→ **WHAT IS ASKED**: Select each line in the data below that contains the string "tree", and copy those lines out. Matching is case-sensitive.

══ GIVEN ENTRIES ══

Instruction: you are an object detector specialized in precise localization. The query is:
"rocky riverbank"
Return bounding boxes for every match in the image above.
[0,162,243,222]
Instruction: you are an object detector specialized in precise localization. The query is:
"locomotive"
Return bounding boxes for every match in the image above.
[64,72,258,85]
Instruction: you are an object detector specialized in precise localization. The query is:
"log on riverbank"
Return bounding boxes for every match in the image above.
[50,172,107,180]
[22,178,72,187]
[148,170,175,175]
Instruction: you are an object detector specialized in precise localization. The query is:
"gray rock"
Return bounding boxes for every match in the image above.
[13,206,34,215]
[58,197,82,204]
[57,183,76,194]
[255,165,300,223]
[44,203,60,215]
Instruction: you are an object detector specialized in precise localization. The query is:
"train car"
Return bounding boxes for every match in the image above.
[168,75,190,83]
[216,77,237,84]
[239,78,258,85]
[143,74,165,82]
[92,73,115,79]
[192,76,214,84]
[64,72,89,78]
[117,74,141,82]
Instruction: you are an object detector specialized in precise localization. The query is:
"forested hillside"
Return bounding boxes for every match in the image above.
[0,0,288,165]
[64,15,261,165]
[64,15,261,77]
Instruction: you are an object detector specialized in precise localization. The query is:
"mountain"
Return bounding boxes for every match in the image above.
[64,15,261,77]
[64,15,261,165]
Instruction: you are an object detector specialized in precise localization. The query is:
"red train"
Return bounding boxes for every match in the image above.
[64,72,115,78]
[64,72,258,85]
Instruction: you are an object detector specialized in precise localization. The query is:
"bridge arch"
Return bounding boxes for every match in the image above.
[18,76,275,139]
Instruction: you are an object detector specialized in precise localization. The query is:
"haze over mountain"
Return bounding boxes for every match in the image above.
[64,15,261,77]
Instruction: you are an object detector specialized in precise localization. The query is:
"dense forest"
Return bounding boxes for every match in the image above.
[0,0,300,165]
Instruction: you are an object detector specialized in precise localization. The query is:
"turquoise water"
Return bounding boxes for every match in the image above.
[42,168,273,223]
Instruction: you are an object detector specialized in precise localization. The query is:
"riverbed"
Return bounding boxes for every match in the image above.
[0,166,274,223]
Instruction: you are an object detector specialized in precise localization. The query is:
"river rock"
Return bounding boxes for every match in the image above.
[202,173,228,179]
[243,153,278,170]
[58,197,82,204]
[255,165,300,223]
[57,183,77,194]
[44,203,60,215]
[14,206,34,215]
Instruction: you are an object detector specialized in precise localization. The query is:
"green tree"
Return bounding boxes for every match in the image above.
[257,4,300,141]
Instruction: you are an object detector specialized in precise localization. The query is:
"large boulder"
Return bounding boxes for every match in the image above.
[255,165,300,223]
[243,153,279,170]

═══
══ GIVEN ENTRIES ══

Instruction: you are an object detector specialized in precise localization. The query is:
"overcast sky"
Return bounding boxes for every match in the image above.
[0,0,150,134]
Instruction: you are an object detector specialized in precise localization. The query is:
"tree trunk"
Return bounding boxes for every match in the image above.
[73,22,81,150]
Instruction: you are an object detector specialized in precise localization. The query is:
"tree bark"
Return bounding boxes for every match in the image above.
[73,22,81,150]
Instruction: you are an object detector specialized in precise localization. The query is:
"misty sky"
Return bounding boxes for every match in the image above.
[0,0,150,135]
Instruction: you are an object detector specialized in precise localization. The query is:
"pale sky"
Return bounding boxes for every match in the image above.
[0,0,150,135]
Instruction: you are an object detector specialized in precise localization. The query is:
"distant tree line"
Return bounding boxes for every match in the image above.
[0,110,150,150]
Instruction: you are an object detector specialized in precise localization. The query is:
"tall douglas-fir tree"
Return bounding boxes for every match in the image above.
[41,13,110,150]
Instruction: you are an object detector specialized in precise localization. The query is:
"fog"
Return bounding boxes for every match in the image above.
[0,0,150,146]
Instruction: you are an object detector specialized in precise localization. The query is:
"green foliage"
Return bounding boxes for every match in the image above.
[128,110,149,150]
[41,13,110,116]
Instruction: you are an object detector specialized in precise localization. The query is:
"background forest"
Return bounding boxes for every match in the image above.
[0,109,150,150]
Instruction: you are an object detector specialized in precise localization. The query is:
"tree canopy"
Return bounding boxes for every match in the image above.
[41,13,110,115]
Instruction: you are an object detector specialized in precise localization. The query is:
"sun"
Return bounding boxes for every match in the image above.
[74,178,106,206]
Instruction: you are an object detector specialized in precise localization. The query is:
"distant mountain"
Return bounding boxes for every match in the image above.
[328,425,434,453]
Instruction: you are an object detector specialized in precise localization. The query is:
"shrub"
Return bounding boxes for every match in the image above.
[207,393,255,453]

═══

→ **TASK RESULT**:
"green tree"
"tree trunk"
"tree bark"
"distant tree line"
"tall douglas-fir tree"
"tree canopy"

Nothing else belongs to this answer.